Aim of the exercise -> Output, with no changes, the span of lines that opens with the line containing "collar in the photo above." and closes with the last line.

Material for this task ->

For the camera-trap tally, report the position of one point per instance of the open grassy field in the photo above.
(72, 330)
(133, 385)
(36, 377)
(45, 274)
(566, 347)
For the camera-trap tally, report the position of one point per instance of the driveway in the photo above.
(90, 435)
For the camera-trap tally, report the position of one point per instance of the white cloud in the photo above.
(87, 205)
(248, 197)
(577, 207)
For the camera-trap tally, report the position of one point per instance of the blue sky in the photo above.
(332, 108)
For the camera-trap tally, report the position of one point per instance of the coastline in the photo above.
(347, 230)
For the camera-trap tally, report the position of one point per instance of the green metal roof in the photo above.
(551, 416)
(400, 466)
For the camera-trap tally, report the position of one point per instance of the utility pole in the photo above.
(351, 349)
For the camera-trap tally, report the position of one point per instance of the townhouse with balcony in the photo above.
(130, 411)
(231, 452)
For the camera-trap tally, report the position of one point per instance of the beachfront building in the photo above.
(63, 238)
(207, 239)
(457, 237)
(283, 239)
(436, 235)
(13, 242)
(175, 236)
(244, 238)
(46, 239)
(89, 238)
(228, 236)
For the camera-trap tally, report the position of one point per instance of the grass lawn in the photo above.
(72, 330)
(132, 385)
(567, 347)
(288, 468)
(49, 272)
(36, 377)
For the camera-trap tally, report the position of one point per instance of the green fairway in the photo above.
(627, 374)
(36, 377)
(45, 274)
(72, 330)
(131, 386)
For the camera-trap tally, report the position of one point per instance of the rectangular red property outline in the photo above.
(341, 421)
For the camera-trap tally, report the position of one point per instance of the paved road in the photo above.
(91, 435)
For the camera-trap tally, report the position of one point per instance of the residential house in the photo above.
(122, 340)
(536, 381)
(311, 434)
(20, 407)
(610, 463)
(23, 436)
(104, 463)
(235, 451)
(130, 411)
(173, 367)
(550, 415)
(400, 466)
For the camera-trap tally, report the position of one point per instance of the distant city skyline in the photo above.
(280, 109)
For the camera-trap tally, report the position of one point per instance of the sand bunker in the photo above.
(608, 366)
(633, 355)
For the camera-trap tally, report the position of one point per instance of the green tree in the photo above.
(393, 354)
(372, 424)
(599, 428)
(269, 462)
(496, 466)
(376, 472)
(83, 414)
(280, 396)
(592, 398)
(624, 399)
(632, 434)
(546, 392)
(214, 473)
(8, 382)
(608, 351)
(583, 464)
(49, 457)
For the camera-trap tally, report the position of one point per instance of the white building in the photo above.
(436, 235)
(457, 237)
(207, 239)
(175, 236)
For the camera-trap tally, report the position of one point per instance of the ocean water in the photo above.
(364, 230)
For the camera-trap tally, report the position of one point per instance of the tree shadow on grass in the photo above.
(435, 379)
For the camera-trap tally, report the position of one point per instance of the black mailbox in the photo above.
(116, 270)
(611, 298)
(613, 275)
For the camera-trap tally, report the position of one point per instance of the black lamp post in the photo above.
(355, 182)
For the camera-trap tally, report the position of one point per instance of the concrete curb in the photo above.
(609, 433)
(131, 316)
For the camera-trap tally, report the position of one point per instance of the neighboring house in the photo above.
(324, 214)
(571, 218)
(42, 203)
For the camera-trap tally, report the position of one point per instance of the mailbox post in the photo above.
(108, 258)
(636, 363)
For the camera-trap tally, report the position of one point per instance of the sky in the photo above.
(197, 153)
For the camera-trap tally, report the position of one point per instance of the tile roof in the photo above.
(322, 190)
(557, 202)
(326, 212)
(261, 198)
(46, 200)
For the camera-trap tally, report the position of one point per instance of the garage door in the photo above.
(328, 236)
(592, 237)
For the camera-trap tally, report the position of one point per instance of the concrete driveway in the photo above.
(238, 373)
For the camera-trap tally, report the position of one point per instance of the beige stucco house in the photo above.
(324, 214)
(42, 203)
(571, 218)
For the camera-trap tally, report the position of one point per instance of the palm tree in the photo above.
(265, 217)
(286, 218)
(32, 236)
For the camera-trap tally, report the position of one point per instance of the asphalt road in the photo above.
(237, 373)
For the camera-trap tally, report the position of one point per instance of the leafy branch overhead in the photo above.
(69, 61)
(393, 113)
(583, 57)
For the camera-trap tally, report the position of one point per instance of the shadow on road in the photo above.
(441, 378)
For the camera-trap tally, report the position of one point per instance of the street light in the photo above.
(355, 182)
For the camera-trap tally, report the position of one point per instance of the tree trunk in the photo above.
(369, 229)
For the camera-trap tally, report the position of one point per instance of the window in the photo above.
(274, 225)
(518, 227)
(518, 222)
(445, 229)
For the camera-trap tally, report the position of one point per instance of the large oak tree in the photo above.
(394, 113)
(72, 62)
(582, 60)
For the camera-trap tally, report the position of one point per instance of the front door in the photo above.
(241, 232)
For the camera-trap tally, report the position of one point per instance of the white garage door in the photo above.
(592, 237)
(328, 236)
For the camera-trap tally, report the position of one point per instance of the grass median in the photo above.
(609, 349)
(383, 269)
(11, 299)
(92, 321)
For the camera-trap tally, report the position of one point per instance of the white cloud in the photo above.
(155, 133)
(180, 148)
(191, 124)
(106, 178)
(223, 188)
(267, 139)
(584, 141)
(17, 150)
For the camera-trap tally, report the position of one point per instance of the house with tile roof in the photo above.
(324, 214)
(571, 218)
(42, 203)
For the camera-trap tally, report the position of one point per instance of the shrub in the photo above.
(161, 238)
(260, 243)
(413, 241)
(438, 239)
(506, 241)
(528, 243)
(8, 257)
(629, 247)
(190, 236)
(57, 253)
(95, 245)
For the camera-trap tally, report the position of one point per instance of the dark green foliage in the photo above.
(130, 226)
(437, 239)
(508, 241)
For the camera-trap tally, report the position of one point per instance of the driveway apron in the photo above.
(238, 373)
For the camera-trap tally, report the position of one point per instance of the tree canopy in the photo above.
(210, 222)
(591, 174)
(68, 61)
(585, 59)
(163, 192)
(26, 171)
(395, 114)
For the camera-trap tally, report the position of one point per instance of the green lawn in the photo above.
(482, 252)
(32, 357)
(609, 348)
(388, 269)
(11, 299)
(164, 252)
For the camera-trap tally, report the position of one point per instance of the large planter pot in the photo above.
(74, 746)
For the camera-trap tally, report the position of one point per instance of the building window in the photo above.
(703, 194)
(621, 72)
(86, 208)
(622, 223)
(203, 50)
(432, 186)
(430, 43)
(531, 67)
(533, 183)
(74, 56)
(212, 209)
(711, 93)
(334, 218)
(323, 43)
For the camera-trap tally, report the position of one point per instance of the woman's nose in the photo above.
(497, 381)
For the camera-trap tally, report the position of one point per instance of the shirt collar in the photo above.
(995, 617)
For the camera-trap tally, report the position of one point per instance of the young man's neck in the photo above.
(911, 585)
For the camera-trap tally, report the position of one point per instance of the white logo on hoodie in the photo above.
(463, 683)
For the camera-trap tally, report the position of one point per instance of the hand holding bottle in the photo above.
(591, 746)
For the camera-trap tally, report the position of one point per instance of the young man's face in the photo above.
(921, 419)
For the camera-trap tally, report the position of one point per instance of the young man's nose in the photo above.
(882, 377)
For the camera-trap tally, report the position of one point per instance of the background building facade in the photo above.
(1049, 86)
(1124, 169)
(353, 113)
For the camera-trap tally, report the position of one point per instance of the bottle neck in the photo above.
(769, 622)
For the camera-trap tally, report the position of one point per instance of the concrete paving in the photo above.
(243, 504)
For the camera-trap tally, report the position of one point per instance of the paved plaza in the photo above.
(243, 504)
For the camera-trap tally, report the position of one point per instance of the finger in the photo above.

Task response ->
For the camera-trap tally, report the position of one point per instance of the shirt collar in the photo above.
(995, 617)
For the camera-trap tally, report the position of one point per instance of the young man's neck in the photo above.
(911, 585)
For the camera-trap tally, report the position of one point per instance of the white logo on hoodie in the photo above.
(463, 683)
For the camera-trap tally, report the position of one point per instance of the hand holding bottle in the photo above.
(591, 746)
For the camera-trap tally, report the position of one point per instance of the young man's face in the photo above.
(921, 419)
For the camera-trap tally, report the position of one point per instance of the young man's nose in the photo above.
(882, 377)
For the camera-trap tally, report the position of one point per instance of the background building facade in the photo above.
(1049, 86)
(1124, 169)
(353, 113)
For the camera-trap tally, report the position of one point per instance of the bottle neck in the photo above.
(769, 622)
For the camera-trap tally, report the position of one point per instance of the concrete paving in the photo above.
(243, 504)
For the camera-trap tally, report the position of one point per instance of the paved plaza in the photo above.
(243, 504)
For the camera-trap tally, report the position of one point per instance of the finger in the photo above.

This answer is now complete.